- Task to carry out: Please extend the news piece below about the praedial larceny consultations with farmers, picking up after its final sentence.

- Text passage:
The farming community is for the first in a long time being afforded a forum where they can have burning issues pertaining to the grievous act addressed.{{more}}

The three organizations have teamed up to conduct a series of consultations in the farming communities to solicit ideas and suggestions that will guide the process of further strengthening the existing laws on Praedial Larceny. At these meetings the aim is to also devise appropriate means for the prevention of loss of farm produce and other assets due to theft.

The first of eight consultations kicked off at the Peace Memorial Hall on Monday, June 12, with the final being scheduled for Friday, June 22 at Biabou.

“We recognize this as an important issue because it is at the centre of our economic development. We have recognized that in the rural communities a number of persons who have suffered at the hands of thieves are becoming reluctant in investing further in agriculture,” said Chief Agricultural Officer, Philmore Isaacs.

He said the Ministry of Agriculture views this crippling factor as a serious set back.

Isaacs said the various organizations were mandated by the Prime Minister to take the initiative to meet the public and sensitize them about the issue.

Commissioner of Police, Keith Miller, Chief Agricultural Officer, Philmore Isaacs and Crown Counsel in the Director of Public Prosecutions Office, Saboto Caesar, represented the three organizations at Monday’s consultation.

“I think it is time for us to get rid of this menace,” said Miller.

The Commissioner encouraged persons to desist from purchasing slaughtered stolen animals since this can lead to the spread of diseases, as these animals were not inspected.

Dataset records:
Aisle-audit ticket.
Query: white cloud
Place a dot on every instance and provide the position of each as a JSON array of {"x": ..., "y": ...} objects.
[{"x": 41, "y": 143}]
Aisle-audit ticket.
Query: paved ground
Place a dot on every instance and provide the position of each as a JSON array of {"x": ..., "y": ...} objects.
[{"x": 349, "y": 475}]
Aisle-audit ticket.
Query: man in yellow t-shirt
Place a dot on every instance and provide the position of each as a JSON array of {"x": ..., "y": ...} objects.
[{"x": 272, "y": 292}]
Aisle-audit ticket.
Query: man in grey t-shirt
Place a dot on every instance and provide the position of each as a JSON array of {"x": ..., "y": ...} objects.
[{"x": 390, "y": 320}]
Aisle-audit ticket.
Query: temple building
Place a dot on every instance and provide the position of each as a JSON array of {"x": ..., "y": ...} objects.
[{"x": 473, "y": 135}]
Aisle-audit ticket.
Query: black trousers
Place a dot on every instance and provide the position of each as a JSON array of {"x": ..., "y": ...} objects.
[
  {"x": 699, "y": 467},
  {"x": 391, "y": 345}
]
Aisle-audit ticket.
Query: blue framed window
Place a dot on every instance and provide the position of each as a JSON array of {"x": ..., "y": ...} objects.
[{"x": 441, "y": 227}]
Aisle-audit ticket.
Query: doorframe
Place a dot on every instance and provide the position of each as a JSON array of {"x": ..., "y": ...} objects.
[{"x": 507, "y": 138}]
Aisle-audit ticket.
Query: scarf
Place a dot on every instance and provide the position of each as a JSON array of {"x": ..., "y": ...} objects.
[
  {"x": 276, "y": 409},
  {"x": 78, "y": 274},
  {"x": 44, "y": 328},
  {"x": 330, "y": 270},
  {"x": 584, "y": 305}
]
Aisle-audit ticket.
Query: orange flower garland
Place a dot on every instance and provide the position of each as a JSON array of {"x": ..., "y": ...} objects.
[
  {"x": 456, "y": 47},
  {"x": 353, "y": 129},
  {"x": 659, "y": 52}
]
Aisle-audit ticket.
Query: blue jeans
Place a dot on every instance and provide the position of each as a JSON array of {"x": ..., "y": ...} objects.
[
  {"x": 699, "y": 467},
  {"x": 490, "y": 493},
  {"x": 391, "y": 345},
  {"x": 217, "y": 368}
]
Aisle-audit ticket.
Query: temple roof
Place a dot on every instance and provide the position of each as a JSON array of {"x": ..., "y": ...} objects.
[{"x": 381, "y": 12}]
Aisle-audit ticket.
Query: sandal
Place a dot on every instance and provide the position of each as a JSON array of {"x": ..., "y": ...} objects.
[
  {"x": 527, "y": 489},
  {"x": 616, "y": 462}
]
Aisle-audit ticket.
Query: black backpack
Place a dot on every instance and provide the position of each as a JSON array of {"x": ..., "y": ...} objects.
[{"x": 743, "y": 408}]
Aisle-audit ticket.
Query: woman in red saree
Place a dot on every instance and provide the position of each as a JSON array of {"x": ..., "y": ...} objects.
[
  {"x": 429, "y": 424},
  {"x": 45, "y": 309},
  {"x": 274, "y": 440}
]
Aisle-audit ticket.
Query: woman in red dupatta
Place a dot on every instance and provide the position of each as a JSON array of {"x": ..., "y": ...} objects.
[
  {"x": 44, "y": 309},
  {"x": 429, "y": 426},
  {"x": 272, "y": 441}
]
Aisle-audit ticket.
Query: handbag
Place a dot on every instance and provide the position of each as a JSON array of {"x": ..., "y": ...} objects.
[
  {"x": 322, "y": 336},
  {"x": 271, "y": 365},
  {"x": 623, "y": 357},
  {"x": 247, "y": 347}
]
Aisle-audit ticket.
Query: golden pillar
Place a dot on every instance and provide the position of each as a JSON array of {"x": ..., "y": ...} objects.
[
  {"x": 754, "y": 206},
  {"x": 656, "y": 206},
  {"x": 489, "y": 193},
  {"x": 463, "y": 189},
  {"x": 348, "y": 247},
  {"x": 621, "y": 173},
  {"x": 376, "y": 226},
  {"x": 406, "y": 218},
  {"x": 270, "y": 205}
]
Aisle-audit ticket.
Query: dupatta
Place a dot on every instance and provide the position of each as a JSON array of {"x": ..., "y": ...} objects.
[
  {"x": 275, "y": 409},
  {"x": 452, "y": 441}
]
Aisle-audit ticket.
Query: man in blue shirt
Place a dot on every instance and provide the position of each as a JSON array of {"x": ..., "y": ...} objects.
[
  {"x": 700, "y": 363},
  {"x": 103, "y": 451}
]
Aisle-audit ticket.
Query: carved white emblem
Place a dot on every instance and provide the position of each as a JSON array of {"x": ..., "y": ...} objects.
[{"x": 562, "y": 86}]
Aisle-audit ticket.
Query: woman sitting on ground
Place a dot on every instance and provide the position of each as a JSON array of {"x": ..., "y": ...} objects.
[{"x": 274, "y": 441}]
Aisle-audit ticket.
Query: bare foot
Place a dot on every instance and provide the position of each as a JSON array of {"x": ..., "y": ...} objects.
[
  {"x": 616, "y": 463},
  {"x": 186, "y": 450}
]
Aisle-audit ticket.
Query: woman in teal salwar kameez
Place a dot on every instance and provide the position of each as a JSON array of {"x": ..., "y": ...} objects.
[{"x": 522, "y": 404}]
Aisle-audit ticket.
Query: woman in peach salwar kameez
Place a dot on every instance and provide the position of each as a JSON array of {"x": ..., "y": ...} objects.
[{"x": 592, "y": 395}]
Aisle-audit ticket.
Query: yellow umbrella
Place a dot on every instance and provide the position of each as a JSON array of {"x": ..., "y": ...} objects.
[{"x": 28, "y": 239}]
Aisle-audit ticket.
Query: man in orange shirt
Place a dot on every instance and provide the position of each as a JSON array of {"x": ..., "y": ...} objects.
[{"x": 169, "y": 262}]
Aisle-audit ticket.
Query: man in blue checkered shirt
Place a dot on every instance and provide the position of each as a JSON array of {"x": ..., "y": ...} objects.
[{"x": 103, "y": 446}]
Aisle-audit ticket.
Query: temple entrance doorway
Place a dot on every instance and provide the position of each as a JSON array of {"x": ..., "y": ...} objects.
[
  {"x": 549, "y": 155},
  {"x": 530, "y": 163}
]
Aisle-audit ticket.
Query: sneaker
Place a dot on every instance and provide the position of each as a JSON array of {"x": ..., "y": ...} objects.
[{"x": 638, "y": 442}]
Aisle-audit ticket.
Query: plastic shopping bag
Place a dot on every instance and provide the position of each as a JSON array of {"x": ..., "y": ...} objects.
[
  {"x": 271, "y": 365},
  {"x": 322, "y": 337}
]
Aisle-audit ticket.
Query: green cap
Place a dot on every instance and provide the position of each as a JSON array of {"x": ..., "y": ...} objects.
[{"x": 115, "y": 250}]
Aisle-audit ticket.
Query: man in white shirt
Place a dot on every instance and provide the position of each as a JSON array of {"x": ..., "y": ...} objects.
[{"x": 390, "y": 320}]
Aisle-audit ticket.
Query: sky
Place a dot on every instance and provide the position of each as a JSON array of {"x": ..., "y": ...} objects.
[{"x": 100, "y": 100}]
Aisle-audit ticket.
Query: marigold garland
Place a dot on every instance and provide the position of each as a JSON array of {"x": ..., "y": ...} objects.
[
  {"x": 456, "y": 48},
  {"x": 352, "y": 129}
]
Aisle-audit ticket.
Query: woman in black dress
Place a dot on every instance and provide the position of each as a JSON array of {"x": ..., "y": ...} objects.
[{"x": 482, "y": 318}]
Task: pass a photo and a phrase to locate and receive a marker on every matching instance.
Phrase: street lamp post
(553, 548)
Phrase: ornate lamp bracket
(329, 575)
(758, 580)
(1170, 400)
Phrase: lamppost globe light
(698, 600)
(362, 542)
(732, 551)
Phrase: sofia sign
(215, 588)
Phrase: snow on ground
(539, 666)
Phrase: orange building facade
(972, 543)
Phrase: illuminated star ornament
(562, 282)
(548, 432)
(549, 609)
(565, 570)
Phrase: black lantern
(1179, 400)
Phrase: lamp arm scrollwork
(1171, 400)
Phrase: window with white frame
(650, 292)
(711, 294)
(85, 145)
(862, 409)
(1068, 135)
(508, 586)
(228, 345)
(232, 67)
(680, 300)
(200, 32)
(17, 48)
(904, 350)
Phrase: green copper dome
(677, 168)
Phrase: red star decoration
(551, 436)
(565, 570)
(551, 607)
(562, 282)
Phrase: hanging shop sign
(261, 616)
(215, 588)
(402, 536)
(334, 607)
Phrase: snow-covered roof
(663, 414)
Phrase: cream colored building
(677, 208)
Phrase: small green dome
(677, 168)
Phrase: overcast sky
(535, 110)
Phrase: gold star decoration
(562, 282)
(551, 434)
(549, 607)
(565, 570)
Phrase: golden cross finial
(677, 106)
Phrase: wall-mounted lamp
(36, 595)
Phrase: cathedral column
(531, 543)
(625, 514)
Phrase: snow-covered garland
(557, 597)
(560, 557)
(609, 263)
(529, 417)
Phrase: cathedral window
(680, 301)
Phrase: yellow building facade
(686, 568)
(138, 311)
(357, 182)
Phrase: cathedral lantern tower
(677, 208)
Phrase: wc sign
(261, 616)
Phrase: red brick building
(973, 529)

- Expected answer:
Miller urged the public to assist the police with information as he made it clear that he does not want to be part of a police force that is not going to make the effort to assist the public.

Meanwhile Caesar pointed out this critical issue has been on the back burner for a very long period of time.

“It is very important that the farmers work together, hand in hand with the police and the Ministry of Agriculture in stemming this very uncanny tide which is creeping through our country,” Caesar remarked.

Besides staging the consultations, the Ministry of Agriculture has been exploring a number of ways to reduce the increasing levels of praedial larceny. One such measure has been the introduction of the farmer’s ID card, which identifies a bona fide farmer, and which would be presented to the buyer when conducting the sale of any agricultural produce including livestock. The Ministry of Agriculture is encouraging that no sale should take place without the use of the Farmer’s ID Card. This programme is on-going and would be promoted to the wider community to ensure its success. Consultations will be held in Georgetown, South Rivers, Mesopotamia, North Union, Biabou, Barrouallie, and Chateaubelair.